- TO DO -
A) In the narrative about the Ohio Country and the Shawnee, translate this sentence into Spanish: "They were compelling tales, but they were never the complete picture."
B) Carry on the narrative about the Ohio Country and the Shawnee from its final sentence.

- PASSAGE TO READ -
Saturday, January 15, 2022

New Narrative #23: The Ohio Country, the Shawnee, Lord Dunmore, and the 1776 Western Front

May be a cartoon of standing
[Graphic: Death of Chief Cornstalk]
We ended Narrative #22 with the beginnings of a multi-tribal and multinational conflict over ‘the Ohio Country,’ later to be widened and renamed ‘the Northwest Territories.’ Most of the stories we learned of the American Revolution ignore or downplay this dimension, in favor of all the battles along the Eastern Seaboard or the Upper Hudson Valley. They were compelling tales, but they were never the complete picture. For that, we need to step back a bit.
Before the arrival of the bearded and smelly people of the ‘Great Canoes’ to Turtle Island, we learned of one Native people, the Lenape (aka Delawares). They were considered an ancient people from the west who move steadily eastward until they met the Atlantic Ocean. They made the bay areas their home, calling themselves ‘the people of the dawn,’ meaning they saw the Sun rise before any others. But they were not the only peoples in motion. Behind them was another Algonquin-speaking people known as the Shawnee. Their name among the Algonquins was a dual mixture of ‘people of the south wind’ and ‘people of the thaw and better weather.’ When you consider that most Algonquins were centered in what is now Canada, the meaning of ‘Shawnee’ makes sense. There is debate over where the Shawnee came from, but let’s take their word for it. They considered the Lenape their ‘grandfathers,’ meaning an older connection in whose footsteps they followed.

- GIVEN DATA -

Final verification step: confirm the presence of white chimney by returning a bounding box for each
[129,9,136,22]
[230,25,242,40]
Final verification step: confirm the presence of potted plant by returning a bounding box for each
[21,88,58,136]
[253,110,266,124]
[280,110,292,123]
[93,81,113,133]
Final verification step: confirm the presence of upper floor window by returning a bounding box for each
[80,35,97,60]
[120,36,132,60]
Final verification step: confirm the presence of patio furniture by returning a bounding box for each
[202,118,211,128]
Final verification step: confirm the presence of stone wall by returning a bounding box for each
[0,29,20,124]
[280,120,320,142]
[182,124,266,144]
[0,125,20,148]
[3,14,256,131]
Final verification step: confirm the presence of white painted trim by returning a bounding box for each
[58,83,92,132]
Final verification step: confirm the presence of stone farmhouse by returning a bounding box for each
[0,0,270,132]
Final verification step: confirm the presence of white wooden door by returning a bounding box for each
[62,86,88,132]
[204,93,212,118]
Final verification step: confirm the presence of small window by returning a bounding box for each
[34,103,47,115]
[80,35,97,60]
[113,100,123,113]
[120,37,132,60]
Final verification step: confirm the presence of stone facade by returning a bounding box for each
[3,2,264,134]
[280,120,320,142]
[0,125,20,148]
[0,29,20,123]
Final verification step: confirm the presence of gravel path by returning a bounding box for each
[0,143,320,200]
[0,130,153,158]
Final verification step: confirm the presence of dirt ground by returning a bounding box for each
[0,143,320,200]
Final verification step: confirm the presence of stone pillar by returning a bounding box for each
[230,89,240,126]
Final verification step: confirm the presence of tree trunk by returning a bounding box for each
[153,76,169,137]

- RESULTS IN ORDER -
A) Eran relatos cautivadores, pero nunca fueron el panorama completo.

B)
If the Lenape settled on the shore of the rising Sun, their Shawnee ‘grandchildren’ seemed a restless bunch, moving about far and wide—from what is now Illinois in the west, to northern Georgia in the south and Pennsylvania in the east. But their trails always seemed to end in the ‘Ohio Country’, stretching from its upper forks and ‘Logstown’, down the Ohio Valley and its Indiana and Kentucky tributaries to the Mississippi. Many smaller tribes, such as the Miami and the Mingo (Seneca) , also saw this area as home, but none were quite as powerful as the Shawnee.
We need to understand these lessor-known peoples and territories to make full sense of the ‘American Revolution,’ or more properly, the American War of Independence from Great Britain. First, we need to set aside the ‘one-front’ concept of the war as conflict on the Atlantic seaboard. It was really a two or even three-front war, engaged in the West with Native peoples, who had allied themselves with the British, but were mainly fighting for their own homelands as well. Slave revolts were an internal front.
We covered the revolutionary ‘motley’ class struggle component in New England with our account of the multiracial rebellion of dockworkers and sailors in Boston against the UK naval brass. But the colonies in the south also faced risings of the enslaved, often instigated by the Brits. The UK had recently abolished slavery on its own soil, while hypocritically still profiting from its widespread practice in the colonies throughout the Caribbean and elsewhere.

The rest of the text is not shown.